Instructions to follow:
Every record shown here needs to be repeated exactly.

══════

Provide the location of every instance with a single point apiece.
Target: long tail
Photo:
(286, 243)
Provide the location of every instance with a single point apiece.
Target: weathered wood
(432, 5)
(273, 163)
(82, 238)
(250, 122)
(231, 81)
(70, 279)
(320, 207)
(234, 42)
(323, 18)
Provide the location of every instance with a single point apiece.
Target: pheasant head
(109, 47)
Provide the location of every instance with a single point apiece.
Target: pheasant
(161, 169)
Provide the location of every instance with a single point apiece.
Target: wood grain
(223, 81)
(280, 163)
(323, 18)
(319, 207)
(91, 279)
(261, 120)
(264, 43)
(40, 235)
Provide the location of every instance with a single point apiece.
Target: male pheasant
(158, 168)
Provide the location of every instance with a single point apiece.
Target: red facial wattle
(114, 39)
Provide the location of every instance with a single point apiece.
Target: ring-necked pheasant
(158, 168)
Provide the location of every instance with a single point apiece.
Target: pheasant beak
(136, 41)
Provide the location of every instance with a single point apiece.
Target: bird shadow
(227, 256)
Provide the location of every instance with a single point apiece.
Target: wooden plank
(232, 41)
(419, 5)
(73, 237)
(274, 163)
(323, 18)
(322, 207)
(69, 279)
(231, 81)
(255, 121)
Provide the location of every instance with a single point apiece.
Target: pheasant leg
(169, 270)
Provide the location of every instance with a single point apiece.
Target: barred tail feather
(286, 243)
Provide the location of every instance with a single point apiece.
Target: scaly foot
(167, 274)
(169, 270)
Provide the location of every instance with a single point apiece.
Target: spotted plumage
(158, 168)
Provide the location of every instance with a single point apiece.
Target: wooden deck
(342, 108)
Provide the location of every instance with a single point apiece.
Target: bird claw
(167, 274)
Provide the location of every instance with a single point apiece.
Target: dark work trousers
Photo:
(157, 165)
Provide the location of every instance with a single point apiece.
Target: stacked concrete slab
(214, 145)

══════

Answer to this exercise:
Provide the location of every instance with a single point apiece.
Target: long tail
Photo:
(286, 243)
Provide the location of every instance with a single point apiece.
Target: weathered wood
(432, 5)
(273, 163)
(82, 238)
(250, 122)
(231, 81)
(70, 279)
(320, 207)
(234, 42)
(323, 18)
Provide the location of every instance with a single point apiece.
Target: pheasant head
(109, 47)
Provide the location of every instance with a single point apiece.
Target: pheasant
(161, 169)
Provide the location of every instance with a single point apiece.
Target: wood grain
(223, 81)
(280, 163)
(323, 18)
(319, 207)
(91, 279)
(261, 120)
(264, 43)
(40, 235)
Provide the location of every instance with a single point apiece.
Target: male pheasant
(158, 168)
Provide the location of every instance with a single point apiece.
Target: red facial wattle
(114, 39)
Provide the location of every instance with a single point apiece.
Target: ring-necked pheasant
(158, 168)
Provide the location of every instance with a single point apiece.
Target: pheasant beak
(136, 41)
Provide the location of every instance with a single point apiece.
Target: bird shadow
(227, 256)
Provide the location of every instance with a single point apiece.
Target: wooden plank
(232, 41)
(419, 5)
(73, 237)
(274, 163)
(323, 18)
(322, 207)
(69, 279)
(231, 81)
(255, 121)
Provide the location of every instance with a single point apiece.
Target: pheasant leg
(169, 270)
Provide the location of every instance with a single point apiece.
Target: barred tail feather
(286, 243)
Provide the location of every instance with a single point apiece.
Target: scaly foot
(167, 274)
(169, 270)
Provide the location of every instance with a single point apiece.
Target: spotted plumage
(158, 168)
Provide the location of every instance with a single point apiece.
Target: wooden deck
(342, 108)
Provide the location of every instance with a single point apiece.
Target: bird claw
(167, 274)
Provide the location of every instance with a single point apiece.
Target: dark work trousers
Photo:
(157, 165)
Provide the location of every instance with a single point apiece.
Target: stacked concrete slab
(214, 145)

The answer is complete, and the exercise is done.